* _Task statement_:
A word-for-word copy of every entry below is required; the images do not belong in it.

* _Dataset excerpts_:

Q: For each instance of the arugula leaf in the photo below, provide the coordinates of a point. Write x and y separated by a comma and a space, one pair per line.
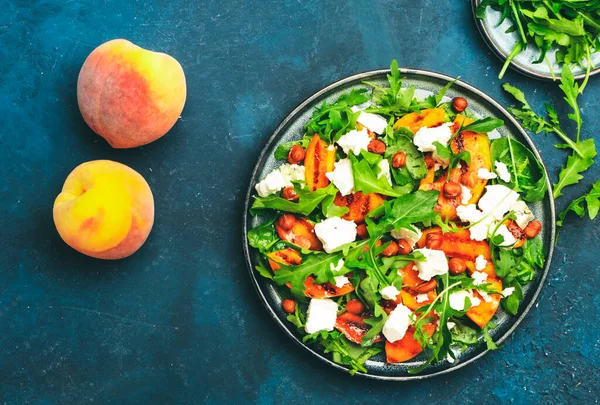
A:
591, 200
527, 173
307, 201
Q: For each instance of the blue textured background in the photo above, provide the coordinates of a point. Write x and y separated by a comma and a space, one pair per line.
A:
179, 321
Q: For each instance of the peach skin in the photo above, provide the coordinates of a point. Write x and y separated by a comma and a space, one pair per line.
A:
128, 95
105, 210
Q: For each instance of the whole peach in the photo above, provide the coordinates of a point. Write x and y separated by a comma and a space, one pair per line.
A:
105, 210
128, 95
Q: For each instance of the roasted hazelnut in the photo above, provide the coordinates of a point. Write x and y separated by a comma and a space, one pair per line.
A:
404, 247
456, 266
286, 221
361, 231
459, 104
289, 194
532, 229
433, 241
296, 154
452, 189
390, 250
355, 307
376, 146
289, 306
399, 160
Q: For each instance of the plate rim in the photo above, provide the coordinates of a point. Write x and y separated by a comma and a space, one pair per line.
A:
273, 138
514, 65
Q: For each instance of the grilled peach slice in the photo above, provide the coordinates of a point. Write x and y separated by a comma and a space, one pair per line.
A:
318, 161
359, 205
429, 117
325, 290
484, 312
287, 257
354, 327
407, 347
302, 233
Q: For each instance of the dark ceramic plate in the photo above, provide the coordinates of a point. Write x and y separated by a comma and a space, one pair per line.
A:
502, 43
291, 128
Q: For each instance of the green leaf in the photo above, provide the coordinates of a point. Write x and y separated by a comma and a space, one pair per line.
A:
307, 202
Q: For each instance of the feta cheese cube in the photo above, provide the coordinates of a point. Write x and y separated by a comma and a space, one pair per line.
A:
485, 174
397, 323
480, 262
522, 213
375, 123
425, 137
457, 300
321, 315
354, 141
435, 264
384, 170
342, 176
335, 232
410, 236
479, 277
502, 171
389, 293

* _Answer to the exercise_:
Q: For each instance of the arugula leaf in the photo below, provide the coordinates of a point. Write x and y separated by a comma and a space, one pair per line.
A:
591, 200
527, 173
307, 201
Q: For each instance of the blue textured background in the photo above, provide the coordinates of a point. Write x and y separated by a comma and a space, one pair per line.
A:
179, 321
Q: For each instance of the peach skin in the photo above, provide the coordinates of a point. Write x and y separated by a comma and a space, one pair per line.
A:
128, 95
105, 210
Q: For each instance of the whole peach in the photo above, provide the coordinates of a point. Write x and y separated by a comma and a space, one pair per line.
A:
105, 210
128, 95
Q: For each instance of the roasted hazelnut in the photo above, provide the coordinates of a point. Write x and y separated by a comma and a space, one pair per line.
A:
404, 247
456, 266
286, 221
361, 231
459, 104
289, 194
532, 229
433, 241
296, 154
452, 189
390, 250
355, 307
376, 146
289, 306
399, 160
Q: For each instance of the plate rim in the photo above, provide the coordinates of a point. Write x and y separated by a comma and a space, one pair per line.
A:
273, 138
514, 65
Q: For each instance of the grilled peach slice in the photo above, provide the coordinates of a point. Write x and y separated by a comma and a space, one pair per line.
A:
318, 161
359, 205
429, 117
325, 290
484, 312
287, 257
354, 327
407, 347
302, 233
Q: For each instance of the dark ceramic plate in the photo above, provide the coordinates of a point. Write x and y separated by a comma and a space, one pair per line.
A:
502, 43
291, 128
Q: For each instance of the green leaf in the photo above, provide the coordinates of a point. Write x and y separated by a comma and a space, one pair per line.
A:
307, 202
Q: For each instance of the feta cheese cube in the photo above, provide the coordinates of a point. Write x and y separated by a comma and a space, one pair per line.
A:
485, 174
397, 323
480, 262
522, 213
375, 123
425, 137
457, 300
321, 315
354, 141
435, 264
384, 170
342, 176
335, 232
410, 236
479, 277
502, 171
389, 293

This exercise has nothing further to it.